-- Start --

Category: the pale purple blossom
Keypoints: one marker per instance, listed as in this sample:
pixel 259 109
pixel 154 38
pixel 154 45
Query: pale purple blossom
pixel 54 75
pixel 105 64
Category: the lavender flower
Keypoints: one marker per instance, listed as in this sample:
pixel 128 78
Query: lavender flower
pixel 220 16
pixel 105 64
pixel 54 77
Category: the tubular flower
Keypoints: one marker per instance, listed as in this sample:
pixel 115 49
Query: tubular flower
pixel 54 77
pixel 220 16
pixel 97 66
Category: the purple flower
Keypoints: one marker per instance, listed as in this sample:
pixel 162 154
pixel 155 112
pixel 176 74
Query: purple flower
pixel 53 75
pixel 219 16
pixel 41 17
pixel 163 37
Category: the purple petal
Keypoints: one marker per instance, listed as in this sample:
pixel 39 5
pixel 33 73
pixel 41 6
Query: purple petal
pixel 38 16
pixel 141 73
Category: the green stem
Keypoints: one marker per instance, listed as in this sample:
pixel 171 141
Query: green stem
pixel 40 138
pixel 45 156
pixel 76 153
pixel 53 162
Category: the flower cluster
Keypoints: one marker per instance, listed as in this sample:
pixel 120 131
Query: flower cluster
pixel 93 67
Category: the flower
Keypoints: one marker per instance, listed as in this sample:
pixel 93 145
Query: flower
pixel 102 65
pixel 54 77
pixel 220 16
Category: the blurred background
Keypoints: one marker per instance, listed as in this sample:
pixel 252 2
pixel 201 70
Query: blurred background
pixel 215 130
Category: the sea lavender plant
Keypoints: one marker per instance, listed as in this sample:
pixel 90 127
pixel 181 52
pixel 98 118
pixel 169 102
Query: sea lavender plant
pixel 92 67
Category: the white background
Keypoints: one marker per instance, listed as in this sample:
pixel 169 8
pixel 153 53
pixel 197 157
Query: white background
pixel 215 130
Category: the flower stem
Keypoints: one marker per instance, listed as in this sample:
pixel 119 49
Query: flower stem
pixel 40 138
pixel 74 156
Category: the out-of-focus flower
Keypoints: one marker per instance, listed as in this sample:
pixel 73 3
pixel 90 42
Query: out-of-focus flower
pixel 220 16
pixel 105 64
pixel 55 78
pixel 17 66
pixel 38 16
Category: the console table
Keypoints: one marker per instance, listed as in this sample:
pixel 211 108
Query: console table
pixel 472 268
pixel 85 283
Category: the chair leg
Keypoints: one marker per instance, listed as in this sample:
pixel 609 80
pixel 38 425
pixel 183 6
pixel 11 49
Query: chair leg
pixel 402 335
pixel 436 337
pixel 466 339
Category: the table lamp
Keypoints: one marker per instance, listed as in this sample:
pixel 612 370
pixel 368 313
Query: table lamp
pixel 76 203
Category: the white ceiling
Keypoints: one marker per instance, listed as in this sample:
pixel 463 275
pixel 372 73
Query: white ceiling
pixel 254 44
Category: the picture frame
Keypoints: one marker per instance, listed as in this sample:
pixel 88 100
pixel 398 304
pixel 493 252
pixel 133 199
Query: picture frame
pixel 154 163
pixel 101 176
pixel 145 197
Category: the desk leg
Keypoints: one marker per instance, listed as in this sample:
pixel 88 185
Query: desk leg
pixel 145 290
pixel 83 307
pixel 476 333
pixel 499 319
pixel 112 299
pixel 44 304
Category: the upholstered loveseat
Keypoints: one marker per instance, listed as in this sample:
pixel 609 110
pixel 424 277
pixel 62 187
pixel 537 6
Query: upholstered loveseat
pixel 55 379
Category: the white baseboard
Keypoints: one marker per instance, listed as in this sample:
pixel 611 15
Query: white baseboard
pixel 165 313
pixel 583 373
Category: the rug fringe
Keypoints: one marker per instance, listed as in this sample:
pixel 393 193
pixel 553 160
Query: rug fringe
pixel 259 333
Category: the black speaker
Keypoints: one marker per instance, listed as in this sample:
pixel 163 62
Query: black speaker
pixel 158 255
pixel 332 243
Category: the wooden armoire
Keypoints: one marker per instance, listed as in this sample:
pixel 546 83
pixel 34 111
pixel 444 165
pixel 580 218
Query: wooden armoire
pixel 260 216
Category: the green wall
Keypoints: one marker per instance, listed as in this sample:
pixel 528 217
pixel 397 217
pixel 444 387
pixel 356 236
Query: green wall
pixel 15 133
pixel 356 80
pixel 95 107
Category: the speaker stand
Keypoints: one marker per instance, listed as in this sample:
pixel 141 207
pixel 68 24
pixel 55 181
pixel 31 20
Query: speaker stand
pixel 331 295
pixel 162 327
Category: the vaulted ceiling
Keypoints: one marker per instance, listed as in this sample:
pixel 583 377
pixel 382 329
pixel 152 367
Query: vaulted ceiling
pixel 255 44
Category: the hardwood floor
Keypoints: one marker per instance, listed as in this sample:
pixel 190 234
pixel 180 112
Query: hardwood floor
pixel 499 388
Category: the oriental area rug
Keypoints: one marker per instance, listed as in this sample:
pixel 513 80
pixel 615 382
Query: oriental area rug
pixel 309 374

-- End --

● **Goal**: Repeat only the stretch of lines starting at the one containing "Category: the speaker stand" and running to the final line of the entries above.

● **Task result**:
Category: the speaker stand
Keypoints: one marker per instance, listed as in this sample:
pixel 141 207
pixel 68 24
pixel 55 181
pixel 31 20
Query: speaker stand
pixel 331 295
pixel 162 327
Category: the vaulted ceiling
Keypoints: one marker per instance, listed as in this sample:
pixel 583 377
pixel 382 329
pixel 152 367
Query: vaulted ceiling
pixel 255 44
Category: the hardwood floor
Keypoints: one marker per instance, listed as in this sample:
pixel 190 234
pixel 180 112
Query: hardwood floor
pixel 499 388
Category: the oriental area rug
Keypoints: one marker per instance, listed as in this sample:
pixel 513 80
pixel 615 382
Query: oriental area rug
pixel 309 374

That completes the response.